══ Data shown ══

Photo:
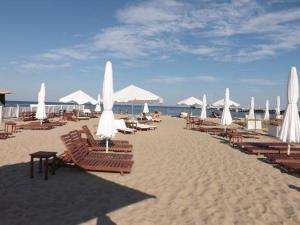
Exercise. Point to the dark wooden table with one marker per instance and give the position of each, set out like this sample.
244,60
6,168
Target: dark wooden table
43,155
11,125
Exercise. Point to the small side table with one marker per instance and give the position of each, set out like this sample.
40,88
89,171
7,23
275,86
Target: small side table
43,155
11,125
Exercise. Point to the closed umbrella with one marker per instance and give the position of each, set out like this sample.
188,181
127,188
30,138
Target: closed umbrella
98,106
267,114
226,115
191,101
146,108
251,111
133,94
278,107
41,108
204,105
106,127
290,129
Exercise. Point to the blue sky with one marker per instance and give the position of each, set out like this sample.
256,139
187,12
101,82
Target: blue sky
175,49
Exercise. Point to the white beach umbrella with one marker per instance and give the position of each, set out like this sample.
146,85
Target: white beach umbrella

═══

Stated exercise:
Reproduce everything from the line containing "Exercise. Point to the small" down to the end of the records above, both ends included.

Right answer:
Exercise. Point to the small side table with one marker per instance and give the position of each, set out like this sample.
40,88
89,171
7,23
275,86
Target: small side table
43,155
11,125
Exercise. Point to the closed umbrella with one marker per instance and give the position of each, set out like this sample.
188,181
127,188
30,138
Target: closed umbrella
98,106
267,114
226,115
191,101
146,108
251,111
133,94
278,107
41,108
204,105
106,127
290,129
Exercise. Point to the blue sky with one marker per instance and give the position of each, set out like this sample.
256,139
187,12
101,82
Target: blue sky
175,49
Exercise. Point to the white beach umbrella with one marker per instance and give the position of each, set out like this sample.
146,85
Target: white beach umbrella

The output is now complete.